■ PROBLEM ■
An acceptable response holds only the line containing "For the ant front" and every line after it to the end of the records, each reproduced exactly.

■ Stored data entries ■
────────────────────

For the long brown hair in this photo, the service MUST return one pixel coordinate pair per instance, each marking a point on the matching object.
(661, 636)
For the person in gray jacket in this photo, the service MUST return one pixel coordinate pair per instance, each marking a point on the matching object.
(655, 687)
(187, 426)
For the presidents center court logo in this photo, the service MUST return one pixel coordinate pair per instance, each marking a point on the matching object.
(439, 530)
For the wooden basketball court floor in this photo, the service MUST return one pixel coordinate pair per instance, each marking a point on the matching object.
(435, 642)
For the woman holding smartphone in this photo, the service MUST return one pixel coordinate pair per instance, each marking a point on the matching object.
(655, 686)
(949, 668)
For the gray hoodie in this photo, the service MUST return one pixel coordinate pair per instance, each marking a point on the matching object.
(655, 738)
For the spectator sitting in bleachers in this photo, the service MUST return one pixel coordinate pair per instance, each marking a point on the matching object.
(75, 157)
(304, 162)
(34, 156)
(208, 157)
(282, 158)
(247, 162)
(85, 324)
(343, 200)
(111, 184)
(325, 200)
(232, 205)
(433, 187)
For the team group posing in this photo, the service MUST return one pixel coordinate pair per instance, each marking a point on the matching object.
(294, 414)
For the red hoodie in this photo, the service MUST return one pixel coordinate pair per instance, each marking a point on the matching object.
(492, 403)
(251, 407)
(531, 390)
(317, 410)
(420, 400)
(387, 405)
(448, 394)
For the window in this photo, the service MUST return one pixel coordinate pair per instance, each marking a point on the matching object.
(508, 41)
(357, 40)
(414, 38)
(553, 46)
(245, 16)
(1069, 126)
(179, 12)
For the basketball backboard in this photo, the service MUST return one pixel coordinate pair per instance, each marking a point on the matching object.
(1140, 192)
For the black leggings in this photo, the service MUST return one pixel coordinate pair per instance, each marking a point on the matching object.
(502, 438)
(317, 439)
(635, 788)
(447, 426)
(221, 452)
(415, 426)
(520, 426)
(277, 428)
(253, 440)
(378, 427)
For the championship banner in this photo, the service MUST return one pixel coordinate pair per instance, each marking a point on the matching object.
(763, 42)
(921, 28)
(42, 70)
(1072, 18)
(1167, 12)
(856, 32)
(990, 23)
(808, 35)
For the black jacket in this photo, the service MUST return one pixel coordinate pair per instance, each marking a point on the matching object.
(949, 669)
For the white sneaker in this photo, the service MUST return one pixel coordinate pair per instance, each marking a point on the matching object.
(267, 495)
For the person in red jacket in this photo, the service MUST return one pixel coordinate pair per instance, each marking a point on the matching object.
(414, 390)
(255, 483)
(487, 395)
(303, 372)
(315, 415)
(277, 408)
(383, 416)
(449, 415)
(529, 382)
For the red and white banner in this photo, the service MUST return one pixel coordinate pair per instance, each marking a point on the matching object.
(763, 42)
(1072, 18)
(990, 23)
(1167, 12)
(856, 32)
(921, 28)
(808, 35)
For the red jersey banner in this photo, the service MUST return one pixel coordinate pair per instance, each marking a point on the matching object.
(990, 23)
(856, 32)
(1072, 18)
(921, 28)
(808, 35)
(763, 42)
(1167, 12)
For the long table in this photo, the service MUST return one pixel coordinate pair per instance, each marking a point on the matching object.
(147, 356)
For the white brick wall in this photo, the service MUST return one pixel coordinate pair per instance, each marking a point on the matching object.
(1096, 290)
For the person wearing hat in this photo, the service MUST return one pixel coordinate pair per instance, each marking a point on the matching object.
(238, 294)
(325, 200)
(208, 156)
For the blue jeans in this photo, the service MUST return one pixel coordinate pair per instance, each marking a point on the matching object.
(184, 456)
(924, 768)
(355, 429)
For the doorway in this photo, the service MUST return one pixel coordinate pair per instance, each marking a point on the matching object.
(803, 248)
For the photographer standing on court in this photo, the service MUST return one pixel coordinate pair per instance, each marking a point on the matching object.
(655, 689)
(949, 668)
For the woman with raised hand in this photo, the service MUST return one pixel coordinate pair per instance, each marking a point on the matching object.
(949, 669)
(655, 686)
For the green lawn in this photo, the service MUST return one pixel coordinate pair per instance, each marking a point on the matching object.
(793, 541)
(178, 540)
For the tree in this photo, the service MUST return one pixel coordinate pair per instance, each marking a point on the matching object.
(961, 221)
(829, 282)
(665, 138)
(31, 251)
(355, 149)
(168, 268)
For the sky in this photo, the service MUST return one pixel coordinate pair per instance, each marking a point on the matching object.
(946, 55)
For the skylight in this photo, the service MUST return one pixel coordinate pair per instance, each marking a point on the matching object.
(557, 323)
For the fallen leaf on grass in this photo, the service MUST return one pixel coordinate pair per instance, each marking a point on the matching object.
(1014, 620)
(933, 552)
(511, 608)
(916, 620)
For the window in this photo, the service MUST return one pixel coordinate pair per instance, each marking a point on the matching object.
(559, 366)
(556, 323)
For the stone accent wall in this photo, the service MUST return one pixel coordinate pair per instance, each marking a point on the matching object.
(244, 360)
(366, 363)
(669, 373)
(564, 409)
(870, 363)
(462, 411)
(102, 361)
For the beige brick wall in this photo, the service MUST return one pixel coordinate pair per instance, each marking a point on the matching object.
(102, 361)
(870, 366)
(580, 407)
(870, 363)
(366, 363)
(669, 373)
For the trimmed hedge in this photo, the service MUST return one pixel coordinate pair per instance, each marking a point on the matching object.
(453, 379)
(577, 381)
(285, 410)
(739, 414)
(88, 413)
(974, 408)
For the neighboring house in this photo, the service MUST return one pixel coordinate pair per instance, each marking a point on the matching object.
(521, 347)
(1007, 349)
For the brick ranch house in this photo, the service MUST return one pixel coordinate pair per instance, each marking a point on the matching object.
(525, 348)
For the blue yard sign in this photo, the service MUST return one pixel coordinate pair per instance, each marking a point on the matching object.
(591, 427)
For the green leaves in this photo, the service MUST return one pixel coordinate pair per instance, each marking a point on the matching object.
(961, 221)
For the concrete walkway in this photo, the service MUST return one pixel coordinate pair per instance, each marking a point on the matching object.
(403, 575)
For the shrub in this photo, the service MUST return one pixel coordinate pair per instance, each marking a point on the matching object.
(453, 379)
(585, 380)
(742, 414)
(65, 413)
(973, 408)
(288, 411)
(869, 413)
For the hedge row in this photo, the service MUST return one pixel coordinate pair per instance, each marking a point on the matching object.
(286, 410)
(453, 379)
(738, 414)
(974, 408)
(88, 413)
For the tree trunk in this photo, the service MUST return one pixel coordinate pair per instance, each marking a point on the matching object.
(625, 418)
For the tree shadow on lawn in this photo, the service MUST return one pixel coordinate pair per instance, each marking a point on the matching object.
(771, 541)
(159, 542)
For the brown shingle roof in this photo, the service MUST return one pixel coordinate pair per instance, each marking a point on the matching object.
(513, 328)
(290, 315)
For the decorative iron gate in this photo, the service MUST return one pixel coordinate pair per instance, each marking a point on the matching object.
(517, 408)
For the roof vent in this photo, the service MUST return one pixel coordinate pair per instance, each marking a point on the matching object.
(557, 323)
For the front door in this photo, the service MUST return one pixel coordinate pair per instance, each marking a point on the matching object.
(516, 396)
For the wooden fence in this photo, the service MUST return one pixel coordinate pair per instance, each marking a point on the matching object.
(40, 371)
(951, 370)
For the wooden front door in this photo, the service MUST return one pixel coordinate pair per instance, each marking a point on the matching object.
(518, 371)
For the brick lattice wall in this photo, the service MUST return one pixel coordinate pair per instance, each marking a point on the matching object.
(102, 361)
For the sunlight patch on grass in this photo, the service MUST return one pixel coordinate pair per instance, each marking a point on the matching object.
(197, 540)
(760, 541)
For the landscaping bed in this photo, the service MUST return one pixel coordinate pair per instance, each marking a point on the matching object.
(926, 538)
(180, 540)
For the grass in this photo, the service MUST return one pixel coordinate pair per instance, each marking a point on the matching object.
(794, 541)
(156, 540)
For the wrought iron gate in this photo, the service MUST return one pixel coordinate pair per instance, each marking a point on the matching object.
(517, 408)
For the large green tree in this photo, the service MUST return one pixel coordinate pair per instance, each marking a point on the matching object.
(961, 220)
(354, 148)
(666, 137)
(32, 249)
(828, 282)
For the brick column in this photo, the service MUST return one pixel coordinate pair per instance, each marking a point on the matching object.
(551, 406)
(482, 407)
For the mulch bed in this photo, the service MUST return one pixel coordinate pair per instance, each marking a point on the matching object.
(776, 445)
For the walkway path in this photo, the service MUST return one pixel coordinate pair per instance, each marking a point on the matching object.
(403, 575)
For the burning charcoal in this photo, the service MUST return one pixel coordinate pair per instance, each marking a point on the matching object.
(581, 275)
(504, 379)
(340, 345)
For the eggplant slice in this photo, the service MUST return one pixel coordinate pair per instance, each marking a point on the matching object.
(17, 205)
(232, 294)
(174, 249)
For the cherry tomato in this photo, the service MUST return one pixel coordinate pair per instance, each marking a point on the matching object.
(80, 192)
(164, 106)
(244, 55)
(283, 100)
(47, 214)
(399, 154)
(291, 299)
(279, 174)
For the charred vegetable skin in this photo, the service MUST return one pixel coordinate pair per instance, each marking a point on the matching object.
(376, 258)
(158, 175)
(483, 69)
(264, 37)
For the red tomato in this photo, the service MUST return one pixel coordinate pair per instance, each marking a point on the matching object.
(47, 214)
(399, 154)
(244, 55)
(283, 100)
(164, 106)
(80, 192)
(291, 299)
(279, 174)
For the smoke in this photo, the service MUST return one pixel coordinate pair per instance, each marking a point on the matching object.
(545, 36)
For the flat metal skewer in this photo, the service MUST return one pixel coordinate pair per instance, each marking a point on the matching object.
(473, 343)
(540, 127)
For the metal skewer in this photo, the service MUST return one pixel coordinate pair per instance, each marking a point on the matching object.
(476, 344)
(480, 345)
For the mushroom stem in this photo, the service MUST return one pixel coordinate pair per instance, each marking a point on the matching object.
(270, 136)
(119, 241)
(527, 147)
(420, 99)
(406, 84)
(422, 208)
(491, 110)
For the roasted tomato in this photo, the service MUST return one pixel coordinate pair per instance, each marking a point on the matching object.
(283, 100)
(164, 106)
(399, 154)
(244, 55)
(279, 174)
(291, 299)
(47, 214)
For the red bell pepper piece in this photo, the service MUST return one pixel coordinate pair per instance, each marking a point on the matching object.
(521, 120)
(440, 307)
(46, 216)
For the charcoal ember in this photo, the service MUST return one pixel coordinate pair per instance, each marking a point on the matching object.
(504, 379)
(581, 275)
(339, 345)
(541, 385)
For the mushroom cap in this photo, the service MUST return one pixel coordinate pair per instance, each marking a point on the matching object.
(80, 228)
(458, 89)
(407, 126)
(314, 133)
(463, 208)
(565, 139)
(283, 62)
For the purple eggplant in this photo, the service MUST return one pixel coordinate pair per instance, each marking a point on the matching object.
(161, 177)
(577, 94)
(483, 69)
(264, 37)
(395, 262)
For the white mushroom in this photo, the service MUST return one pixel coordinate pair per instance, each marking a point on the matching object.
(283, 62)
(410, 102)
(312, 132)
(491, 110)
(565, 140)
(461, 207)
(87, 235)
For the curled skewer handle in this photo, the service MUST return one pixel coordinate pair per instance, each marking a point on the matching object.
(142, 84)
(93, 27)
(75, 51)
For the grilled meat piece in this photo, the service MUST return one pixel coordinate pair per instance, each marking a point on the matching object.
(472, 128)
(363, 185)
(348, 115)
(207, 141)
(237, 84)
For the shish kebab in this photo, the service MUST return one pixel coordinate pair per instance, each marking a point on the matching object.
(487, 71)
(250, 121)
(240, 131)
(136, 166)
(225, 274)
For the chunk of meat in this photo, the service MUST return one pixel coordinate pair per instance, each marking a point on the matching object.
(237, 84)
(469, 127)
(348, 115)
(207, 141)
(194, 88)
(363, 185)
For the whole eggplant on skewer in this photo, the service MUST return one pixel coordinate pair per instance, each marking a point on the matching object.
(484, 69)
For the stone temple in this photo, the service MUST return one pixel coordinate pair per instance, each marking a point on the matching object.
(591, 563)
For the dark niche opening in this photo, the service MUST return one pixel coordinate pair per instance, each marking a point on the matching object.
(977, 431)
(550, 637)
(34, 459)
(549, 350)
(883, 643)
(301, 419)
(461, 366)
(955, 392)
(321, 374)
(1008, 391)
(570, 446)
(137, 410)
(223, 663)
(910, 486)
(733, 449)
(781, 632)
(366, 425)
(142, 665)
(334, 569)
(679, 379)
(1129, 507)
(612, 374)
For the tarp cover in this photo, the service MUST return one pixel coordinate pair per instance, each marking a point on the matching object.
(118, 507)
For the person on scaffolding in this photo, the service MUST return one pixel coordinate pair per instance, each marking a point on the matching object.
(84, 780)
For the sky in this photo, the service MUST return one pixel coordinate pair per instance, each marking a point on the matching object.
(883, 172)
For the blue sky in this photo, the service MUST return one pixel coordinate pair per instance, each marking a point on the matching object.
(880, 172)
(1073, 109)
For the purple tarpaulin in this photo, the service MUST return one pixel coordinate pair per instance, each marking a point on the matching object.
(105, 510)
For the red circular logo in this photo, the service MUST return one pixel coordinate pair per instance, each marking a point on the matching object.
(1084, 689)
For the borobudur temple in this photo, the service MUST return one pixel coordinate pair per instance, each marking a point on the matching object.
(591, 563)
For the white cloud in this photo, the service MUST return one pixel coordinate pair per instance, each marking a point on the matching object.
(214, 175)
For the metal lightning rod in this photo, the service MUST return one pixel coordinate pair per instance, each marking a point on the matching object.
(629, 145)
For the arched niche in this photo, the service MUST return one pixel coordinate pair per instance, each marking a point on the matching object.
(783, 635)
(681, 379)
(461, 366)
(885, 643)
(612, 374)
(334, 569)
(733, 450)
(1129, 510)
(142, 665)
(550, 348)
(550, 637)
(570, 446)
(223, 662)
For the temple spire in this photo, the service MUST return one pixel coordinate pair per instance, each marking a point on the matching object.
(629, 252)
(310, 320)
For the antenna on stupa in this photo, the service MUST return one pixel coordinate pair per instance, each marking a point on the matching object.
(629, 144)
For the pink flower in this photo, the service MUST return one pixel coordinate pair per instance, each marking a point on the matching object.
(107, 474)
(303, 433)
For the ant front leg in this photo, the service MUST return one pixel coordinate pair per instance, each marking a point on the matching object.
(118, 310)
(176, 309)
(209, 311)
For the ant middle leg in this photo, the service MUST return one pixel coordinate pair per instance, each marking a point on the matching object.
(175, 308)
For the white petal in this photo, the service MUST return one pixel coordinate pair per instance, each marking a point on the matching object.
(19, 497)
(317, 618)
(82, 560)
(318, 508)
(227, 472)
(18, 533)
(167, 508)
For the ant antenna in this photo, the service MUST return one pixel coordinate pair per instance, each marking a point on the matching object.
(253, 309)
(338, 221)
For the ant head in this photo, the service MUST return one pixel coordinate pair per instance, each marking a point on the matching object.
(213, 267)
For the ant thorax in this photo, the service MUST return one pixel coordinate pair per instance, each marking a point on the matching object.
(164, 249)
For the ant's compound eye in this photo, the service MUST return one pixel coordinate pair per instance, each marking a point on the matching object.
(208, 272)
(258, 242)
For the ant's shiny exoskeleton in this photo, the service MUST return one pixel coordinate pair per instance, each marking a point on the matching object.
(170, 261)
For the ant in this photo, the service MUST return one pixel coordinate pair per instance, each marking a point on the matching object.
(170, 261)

────────────────────

■ ANSWER BOX ■
For the ant front leg in this photo, the service MUST return one pixel coordinate pair per instance, each marking a point on the matching object.
(118, 310)
(176, 309)
(209, 311)
For the ant middle leg in this photo, the service MUST return one pixel coordinate pair per instance, each marking a point on the matching object.
(175, 308)
For the white petal in this photo, the service MUST return one pixel coordinate pair per instance, each marking a point on the matching object.
(19, 497)
(317, 618)
(82, 560)
(318, 508)
(227, 472)
(18, 533)
(167, 508)
For the ant antenna in this photo, the service MUST return one pixel coordinate pair per instance, each marking a point on the matching object.
(253, 309)
(338, 221)
For the ant head in this photo, the service MUST return one pixel coordinate pair per instance, each marking a point on the matching object.
(213, 267)
For the ant thorax in this photo, the service MUST return one pixel coordinate pair per instance, each marking a point on the matching object.
(164, 249)
For the ant's compound eye in this photo, the service MUST return one pixel coordinate pair per instance, each marking a point on the matching object.
(208, 272)
(258, 242)
For the ant's shiny exoskeleton in this photo, the service MUST return one pixel coordinate pair per instance, each marking a point on the matching object.
(170, 261)
For the ant in this photo, the service MUST return one pixel coordinate pair per instance, each marking a point on the matching object.
(170, 261)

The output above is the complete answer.